Yapılacak İşler –
1. “Adalet” başlıklı metne göre aşağıdaki soruları cevaplayın.
(a) İslâm inkılâbında hangi teşekkülün bulunmadığı söyleniyor?
(b) Metinde sudan başka bir şeyle çevrili olmayan hangi canlı örnek veriliyor?
(c) Eski devirlerin "Mahkeme-i Şer’iye"leri, hangi yolla içimize sızan ölçülerin benimsenmesi karşısında ortaya çıkmıştır?
2. “Adalet” başlıklı metinde “Hakikat Hakikat” sözlerinden “de yer olamaz.” sözlerine kadar uzanan kısmı aynen yazın.
3. “Adalet” başlıklı metnin devamını, son cümlesinden sonra gelecek şekilde yazın.

Metin Parçası –
• • • • • • •

Hakikat Hakikat

ADALET

●İslâm inkılâbında şer’î mahkeme diye bir teşekkül yok, sadece ve düpedüz mahkeme vardır. Zira İslâm inkılâbının mahkemeden anladığı, yalnız ilahî emirlerdeki ana kaideye ve ona uygun be bağlı olarak insanî selim his ve fikir temeline dayalı adalet mekanizmasıdır. Böylece her şey ve her düstur Allah’ın emirleri içinde gâip ve fânidir. Sudan başka bir şeyle çevrili olmayan balık, suyu nasıl göstersin ve tefrik etsin? Şer’i mahkeme tefrikine şu yüzden yer yoktur ki, Allah’tan gelen hakikatin gayrına yer olmıyan noktada herhangi bir ayırt edişe de yer olamaz.

●Eski devirlerin "Mahkeme-i Şer’iye"leri, Avrupa yoliyle içimize sızan bazı hukuki ve cezaî ölçülerin benimsenmesi karşısında düşülmüş bir pazarlık ve aracılık seciyesinin ve bu yüzden dine bir kısım hak tanımanın ifadesidir. İslâm inkılâbında ise Allah ve din adına tanınacak bir kısım hak yoktur, topyekûn hak vardır.

• • • • • • •

Verilen Kayıtlar –
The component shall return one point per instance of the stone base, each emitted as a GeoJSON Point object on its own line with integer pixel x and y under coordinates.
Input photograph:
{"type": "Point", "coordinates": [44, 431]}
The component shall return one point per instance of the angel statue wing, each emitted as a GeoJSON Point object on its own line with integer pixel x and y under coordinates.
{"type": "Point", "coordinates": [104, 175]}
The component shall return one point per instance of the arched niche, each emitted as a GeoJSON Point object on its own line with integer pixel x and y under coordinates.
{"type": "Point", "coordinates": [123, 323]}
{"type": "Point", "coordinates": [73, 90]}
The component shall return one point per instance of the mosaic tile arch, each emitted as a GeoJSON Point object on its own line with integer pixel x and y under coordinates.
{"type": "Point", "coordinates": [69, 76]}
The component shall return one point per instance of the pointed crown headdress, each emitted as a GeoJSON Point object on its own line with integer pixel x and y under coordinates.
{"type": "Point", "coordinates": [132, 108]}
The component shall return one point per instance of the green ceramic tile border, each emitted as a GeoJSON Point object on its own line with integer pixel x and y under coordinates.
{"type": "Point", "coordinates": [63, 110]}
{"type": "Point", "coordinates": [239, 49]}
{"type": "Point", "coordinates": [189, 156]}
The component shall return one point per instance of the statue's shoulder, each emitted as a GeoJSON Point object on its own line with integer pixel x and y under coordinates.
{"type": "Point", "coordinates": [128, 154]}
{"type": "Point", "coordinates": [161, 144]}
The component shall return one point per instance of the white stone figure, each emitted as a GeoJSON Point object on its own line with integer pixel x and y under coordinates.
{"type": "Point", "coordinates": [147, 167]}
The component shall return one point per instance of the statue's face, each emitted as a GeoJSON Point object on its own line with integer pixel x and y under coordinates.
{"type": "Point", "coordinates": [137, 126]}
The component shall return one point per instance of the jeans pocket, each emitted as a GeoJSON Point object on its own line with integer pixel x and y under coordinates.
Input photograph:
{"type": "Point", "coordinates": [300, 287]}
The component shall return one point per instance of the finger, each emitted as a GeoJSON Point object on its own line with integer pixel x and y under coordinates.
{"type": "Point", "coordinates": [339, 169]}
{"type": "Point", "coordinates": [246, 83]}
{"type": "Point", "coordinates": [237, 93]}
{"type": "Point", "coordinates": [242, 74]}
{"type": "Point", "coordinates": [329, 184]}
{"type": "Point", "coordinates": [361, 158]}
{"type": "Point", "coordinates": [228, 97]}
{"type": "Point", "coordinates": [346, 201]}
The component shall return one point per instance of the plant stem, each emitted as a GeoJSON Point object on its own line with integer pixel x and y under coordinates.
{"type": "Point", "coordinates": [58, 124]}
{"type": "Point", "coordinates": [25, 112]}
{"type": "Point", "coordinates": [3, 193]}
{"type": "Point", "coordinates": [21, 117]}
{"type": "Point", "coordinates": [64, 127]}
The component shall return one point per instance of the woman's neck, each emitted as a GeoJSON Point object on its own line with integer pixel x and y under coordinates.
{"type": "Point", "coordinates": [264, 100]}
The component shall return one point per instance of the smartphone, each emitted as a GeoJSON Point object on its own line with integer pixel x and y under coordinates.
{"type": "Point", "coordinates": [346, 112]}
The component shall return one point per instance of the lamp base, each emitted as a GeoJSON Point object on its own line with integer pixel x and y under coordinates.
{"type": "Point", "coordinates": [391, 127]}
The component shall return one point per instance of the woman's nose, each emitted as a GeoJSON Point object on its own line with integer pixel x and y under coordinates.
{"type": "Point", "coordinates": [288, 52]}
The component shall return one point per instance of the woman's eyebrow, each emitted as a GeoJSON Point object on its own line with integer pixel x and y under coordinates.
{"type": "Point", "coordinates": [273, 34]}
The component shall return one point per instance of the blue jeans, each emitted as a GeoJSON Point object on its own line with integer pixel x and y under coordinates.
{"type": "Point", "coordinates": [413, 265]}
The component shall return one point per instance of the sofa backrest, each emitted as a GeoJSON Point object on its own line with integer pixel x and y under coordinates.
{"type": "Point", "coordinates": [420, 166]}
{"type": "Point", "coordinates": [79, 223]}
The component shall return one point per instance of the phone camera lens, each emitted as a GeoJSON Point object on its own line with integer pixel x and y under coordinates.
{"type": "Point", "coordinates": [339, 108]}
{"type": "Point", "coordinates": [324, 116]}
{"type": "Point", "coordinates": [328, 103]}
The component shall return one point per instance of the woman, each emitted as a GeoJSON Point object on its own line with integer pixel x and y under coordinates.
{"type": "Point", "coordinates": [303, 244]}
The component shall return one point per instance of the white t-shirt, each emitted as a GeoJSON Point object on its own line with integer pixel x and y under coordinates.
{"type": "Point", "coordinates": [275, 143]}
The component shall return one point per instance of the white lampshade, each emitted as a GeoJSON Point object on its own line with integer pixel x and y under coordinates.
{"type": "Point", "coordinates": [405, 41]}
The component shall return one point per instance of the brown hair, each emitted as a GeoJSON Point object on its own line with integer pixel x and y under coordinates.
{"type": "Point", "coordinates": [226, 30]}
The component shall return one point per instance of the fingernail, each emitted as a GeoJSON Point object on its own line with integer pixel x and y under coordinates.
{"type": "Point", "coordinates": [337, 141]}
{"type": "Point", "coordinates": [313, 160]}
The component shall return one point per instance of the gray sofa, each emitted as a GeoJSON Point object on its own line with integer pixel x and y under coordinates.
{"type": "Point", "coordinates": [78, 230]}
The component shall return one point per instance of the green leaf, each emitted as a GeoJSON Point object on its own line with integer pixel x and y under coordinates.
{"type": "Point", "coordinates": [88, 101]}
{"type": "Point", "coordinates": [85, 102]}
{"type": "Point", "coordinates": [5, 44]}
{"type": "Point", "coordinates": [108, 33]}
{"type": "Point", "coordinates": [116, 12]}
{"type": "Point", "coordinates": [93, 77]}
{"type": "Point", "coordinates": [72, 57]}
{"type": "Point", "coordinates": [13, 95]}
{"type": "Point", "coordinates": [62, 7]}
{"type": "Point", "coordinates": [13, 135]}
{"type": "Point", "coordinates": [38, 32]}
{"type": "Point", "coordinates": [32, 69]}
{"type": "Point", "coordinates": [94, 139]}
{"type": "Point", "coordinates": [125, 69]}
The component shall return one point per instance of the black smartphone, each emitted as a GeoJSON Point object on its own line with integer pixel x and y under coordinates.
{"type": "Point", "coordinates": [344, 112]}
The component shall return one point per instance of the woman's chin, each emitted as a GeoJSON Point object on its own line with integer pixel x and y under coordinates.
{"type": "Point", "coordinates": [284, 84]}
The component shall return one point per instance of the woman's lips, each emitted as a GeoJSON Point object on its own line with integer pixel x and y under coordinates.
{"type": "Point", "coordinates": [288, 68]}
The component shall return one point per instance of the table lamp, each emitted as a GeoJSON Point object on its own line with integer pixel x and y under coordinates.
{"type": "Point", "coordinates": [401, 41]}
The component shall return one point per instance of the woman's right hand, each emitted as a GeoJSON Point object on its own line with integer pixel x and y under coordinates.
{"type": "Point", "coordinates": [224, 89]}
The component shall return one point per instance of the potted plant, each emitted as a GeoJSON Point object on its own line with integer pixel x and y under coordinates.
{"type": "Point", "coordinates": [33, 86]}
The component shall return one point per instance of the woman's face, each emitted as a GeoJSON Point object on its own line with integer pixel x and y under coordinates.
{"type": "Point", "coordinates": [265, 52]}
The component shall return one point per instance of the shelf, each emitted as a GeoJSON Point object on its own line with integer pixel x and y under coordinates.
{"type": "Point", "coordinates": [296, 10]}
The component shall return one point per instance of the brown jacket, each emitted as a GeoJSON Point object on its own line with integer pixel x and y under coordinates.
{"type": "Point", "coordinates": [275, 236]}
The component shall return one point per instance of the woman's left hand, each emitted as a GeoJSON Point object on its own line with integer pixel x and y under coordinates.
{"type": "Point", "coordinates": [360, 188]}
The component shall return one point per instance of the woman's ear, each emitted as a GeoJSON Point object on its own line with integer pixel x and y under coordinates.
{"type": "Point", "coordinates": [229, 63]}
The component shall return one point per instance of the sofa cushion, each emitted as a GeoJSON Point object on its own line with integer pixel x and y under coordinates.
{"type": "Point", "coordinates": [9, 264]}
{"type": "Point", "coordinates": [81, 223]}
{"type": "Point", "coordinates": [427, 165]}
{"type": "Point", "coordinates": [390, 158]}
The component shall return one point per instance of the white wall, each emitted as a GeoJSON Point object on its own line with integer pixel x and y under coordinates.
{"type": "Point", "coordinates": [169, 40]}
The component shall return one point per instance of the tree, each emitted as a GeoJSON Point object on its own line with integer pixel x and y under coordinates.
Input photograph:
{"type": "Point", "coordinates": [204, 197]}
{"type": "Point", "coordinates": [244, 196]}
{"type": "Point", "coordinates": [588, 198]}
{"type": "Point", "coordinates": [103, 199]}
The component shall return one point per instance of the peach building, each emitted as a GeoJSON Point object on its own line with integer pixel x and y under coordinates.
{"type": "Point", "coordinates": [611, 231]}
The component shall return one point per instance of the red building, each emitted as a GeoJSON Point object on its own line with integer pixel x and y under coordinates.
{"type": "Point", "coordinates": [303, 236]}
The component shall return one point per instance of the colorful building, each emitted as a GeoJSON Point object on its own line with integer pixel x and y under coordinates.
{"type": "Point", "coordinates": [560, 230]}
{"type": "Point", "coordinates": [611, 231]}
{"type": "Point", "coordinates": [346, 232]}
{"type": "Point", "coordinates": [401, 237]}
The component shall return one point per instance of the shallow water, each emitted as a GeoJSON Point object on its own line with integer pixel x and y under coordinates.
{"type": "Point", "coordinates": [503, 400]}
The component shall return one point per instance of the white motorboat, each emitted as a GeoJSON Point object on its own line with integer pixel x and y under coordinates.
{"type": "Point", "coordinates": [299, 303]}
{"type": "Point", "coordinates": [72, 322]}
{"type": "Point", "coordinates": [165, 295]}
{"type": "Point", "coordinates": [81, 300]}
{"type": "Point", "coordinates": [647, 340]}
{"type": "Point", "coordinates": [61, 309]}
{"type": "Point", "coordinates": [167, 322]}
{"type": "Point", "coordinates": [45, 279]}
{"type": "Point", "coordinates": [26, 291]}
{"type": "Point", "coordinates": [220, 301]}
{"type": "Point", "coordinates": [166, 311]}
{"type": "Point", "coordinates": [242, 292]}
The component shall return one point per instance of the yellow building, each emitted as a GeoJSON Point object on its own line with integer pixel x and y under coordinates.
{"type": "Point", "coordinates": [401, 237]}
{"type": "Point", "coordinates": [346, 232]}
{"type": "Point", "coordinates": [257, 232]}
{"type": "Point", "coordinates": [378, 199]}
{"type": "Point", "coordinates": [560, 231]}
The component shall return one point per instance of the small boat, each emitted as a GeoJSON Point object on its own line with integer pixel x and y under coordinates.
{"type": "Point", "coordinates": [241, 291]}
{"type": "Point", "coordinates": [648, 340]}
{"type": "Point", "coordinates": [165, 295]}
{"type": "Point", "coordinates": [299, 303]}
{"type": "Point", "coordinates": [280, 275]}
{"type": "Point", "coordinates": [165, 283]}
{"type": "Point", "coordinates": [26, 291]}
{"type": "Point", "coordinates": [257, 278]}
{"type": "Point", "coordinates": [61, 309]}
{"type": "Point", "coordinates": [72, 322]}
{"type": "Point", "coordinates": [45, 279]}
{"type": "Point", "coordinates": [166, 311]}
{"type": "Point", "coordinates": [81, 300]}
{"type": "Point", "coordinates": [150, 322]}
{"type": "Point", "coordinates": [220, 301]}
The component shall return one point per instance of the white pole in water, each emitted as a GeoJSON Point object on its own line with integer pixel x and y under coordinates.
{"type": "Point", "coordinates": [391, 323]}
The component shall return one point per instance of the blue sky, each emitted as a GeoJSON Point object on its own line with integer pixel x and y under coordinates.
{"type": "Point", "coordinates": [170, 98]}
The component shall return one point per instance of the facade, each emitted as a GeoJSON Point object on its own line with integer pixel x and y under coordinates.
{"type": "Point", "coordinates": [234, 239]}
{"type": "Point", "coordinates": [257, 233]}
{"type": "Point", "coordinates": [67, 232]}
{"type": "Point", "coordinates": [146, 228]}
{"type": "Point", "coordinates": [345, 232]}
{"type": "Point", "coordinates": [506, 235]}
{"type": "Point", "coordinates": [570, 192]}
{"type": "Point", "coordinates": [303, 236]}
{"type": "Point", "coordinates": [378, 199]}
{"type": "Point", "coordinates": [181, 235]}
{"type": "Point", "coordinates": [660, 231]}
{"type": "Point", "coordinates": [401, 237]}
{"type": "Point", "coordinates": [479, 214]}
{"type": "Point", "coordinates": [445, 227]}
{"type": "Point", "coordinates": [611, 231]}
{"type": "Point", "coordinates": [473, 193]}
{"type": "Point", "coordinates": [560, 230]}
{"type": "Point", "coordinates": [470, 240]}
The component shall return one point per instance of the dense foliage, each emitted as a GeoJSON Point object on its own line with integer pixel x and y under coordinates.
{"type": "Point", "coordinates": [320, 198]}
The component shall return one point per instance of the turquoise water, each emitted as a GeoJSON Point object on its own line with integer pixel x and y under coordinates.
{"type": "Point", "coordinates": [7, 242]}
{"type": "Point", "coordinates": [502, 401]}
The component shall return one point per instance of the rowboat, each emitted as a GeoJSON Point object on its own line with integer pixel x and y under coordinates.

• • • • • • •

Cevaplar –
1.
(a) Şer’î mahkeme diye bir teşekkül bulunmuyor, yalnızca mahkeme vardır.
(b) Balık örnek veriliyor.
(c) Avrupa yoluyla içimize sızan bazı hukuki ve cezaî ölçülerin benimsenmesi karşısında ortaya çıkmıştır.

2.
Hakikat Hakikat

ADALET

●İslâm inkılâbında şer’î mahkeme diye bir teşekkül yok, sadece ve düpedüz mahkeme vardır. Zira İslâm inkılâbının mahkemeden anladığı, yalnız ilahî emirlerdeki ana kaideye ve ona uygun be bağlı olarak insanî selim his ve fikir temeline dayalı adalet mekanizmasıdır. Böylece her şey ve her düstur Allah’ın emirleri içinde gâip ve fânidir. Sudan başka bir şeyle çevrili olmayan balık, suyu nasıl göstersin ve tefrik etsin? Şer’i mahkeme tefrikine şu yüzden yer yoktur ki, Allah’tan gelen hakikatin gayrına yer olmıyan noktada herhangi bir ayırt edişe de yer olamaz.

3.
●Bir zamanlar İslâmlığın, beşeri temsil kadrosunda, nefsine Müslüman ismini verenlerdeki idrak ehliyetsizliği yüzünden nurunu kaybetmeye başladığına, ricat girdiğine, işi pazarlığa ve aracılığa döktüğüne, ne kurtarabilirse kör saydığına; ve bir kısım fedakârlığa razı olarak bir gün her şeye fedaya namzet bulunduğunun işaretini verdiğine, su kesimi altında ceviz kadar deliğe razı olmakla teknenin bir hamlede devrilmesine razı olmak arasında fark bulunmadığına biricik misal, işte, Tanzimat dedikleri avanak hareketin bu malül seciyesidir, İslâm inkılâbında ise her şey "hep"çi ve "hiç"çidir. Bütün "müspet"ler "hep"te ve bütün "menfî"ler "hiç"te toplanır; ve bu ruhun tecellisinde adalet miyân, tam bir kıstas rolünü oynar.

●Anlaşılıyor ki, İslâm inkılâbının, kanun tohumu, kanun maddesi şudur: Bütün kanunlar, hakkın hükümlerine ve ona uygun ve bağlı olarak insanî selim duygu ve düşünceye dayanır; ve bu soydan kanunlara karşı aklî, ruhî, ilmî, hiçbir itiraz ve temyiz makamı bulunamaz.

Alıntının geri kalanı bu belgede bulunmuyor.